:: GOAL OF THE EXERCISE ::
Gather every line below that contains the string "mountain". Case counts.

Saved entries
►

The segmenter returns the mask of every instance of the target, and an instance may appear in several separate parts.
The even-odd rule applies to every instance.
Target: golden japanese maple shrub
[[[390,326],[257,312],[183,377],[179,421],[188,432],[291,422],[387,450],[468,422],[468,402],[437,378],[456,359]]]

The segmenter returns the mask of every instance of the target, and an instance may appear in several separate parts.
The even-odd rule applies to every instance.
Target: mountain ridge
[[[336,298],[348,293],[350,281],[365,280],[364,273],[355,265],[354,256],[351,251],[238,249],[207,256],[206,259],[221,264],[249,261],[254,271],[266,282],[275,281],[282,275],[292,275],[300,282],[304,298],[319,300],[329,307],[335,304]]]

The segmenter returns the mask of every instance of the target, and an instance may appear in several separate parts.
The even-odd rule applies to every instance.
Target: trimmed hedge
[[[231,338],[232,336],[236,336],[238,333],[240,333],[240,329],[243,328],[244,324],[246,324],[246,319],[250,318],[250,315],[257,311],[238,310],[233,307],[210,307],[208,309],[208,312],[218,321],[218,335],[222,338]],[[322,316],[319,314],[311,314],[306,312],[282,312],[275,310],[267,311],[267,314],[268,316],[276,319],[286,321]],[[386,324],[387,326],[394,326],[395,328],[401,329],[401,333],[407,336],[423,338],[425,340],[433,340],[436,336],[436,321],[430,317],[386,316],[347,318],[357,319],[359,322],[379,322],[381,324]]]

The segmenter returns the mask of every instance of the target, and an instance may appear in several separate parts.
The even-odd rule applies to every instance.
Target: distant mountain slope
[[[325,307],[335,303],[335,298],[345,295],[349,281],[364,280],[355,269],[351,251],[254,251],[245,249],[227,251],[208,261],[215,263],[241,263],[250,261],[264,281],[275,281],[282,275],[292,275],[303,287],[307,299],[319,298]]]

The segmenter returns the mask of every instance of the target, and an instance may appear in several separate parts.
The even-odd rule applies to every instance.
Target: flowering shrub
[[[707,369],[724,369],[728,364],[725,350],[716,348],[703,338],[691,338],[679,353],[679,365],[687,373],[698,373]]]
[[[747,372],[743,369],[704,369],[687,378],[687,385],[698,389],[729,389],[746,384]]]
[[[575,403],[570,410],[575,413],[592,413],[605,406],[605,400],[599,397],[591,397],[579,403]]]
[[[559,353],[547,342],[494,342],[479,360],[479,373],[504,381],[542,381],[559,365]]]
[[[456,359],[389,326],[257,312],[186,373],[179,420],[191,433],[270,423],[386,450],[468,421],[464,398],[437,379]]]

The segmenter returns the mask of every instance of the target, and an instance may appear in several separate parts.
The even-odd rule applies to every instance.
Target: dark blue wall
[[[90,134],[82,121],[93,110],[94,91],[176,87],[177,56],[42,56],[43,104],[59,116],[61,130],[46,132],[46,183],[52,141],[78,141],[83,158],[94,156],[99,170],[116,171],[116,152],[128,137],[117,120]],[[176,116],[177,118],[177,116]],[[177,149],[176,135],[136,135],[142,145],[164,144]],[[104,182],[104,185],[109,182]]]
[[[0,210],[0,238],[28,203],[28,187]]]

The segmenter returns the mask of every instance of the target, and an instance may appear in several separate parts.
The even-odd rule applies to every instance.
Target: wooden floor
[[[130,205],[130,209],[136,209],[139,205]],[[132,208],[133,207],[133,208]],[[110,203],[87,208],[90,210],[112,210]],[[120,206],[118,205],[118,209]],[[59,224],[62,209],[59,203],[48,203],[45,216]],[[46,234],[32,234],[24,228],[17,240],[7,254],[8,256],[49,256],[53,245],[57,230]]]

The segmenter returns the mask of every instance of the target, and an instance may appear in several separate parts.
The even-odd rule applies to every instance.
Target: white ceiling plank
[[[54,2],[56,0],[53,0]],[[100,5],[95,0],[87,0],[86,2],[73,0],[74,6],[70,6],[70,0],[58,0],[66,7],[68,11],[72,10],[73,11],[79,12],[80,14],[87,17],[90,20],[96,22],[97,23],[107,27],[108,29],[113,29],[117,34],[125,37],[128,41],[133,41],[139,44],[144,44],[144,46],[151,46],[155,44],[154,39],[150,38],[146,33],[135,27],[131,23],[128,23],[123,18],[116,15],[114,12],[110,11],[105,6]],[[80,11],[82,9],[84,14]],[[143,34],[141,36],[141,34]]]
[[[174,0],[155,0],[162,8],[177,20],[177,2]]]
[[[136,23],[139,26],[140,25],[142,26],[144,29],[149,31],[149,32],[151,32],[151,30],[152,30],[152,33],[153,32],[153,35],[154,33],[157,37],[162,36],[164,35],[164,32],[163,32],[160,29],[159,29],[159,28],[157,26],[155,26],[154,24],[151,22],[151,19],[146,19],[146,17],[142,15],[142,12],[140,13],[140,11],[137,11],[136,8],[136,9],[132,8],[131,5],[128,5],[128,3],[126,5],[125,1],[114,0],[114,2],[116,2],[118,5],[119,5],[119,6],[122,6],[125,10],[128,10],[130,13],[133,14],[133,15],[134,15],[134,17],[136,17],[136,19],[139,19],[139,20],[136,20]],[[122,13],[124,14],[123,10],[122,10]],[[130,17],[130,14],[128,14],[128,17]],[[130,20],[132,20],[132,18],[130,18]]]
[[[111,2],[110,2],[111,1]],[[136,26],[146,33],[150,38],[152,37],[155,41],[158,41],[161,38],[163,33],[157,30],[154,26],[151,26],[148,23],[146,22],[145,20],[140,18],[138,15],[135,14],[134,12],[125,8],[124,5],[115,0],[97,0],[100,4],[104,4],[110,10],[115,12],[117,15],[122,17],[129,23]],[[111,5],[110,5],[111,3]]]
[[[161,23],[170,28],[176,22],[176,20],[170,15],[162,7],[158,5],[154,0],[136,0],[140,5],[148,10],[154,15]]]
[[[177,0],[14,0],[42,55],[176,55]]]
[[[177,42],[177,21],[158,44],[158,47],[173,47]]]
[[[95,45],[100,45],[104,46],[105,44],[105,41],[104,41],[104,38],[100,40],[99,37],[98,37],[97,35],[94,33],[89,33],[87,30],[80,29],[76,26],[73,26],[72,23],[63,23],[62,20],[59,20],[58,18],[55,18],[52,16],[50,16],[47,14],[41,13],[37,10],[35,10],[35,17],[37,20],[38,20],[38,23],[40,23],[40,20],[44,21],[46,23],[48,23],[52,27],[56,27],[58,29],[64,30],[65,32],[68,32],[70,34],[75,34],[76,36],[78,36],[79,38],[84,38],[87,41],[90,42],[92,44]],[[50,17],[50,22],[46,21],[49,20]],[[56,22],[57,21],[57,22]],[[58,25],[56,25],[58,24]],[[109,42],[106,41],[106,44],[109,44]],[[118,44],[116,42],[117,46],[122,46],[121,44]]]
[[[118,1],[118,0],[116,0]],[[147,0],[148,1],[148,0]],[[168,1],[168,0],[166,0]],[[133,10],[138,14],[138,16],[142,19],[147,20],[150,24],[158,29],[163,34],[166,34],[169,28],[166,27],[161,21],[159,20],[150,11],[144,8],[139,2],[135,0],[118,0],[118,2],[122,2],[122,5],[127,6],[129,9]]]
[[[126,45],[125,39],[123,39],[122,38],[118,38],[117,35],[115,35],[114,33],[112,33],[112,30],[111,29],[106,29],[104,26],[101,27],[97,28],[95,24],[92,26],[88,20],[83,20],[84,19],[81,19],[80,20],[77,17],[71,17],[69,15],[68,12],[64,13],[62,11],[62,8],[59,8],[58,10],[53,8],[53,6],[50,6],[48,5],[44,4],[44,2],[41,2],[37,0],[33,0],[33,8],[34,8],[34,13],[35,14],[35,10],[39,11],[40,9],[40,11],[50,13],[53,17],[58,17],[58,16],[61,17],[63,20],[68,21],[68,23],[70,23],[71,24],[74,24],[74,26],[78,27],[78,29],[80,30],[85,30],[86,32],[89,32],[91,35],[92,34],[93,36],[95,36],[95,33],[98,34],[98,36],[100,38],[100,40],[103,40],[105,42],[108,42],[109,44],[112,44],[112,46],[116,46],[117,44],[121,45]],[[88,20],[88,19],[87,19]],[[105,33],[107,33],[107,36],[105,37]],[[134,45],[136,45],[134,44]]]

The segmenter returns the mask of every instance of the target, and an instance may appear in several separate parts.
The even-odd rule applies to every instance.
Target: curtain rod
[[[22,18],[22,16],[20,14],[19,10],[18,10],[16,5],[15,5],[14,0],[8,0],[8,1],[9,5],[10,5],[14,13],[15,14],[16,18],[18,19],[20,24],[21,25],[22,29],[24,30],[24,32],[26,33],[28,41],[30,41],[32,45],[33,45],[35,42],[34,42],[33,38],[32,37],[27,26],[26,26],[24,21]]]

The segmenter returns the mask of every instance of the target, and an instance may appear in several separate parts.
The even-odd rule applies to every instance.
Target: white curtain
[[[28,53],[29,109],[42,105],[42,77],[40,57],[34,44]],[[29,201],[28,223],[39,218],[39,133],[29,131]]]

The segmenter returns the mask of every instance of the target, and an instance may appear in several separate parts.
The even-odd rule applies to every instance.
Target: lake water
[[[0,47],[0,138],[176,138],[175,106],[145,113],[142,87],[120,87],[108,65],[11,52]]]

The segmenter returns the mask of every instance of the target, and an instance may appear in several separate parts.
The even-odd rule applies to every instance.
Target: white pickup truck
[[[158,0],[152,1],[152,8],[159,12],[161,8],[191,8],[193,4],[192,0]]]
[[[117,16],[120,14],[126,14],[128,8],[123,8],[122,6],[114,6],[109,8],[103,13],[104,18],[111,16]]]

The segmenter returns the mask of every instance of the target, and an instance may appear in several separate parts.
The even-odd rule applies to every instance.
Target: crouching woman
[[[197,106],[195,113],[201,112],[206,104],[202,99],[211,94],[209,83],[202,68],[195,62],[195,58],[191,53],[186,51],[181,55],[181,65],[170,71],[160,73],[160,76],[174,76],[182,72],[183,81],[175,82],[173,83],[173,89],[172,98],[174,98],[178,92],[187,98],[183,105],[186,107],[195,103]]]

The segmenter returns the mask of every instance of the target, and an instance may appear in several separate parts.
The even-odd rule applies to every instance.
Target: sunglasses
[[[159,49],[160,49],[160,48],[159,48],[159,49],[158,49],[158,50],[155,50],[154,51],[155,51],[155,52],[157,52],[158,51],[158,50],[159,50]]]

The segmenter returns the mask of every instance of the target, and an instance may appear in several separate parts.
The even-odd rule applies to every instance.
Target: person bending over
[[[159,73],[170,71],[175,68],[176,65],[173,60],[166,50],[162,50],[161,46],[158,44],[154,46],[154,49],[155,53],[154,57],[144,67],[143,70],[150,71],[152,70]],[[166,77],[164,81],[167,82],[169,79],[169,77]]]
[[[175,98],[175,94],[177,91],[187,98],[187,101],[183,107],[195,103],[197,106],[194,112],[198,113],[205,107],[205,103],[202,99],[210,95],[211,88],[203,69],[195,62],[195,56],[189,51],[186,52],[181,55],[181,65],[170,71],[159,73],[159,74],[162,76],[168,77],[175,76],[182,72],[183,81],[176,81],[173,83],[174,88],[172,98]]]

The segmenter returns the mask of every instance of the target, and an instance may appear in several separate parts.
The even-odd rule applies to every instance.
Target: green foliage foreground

◄

:: TASK ANSWER ::
Target: mountain ridge
Target: distant mountain slope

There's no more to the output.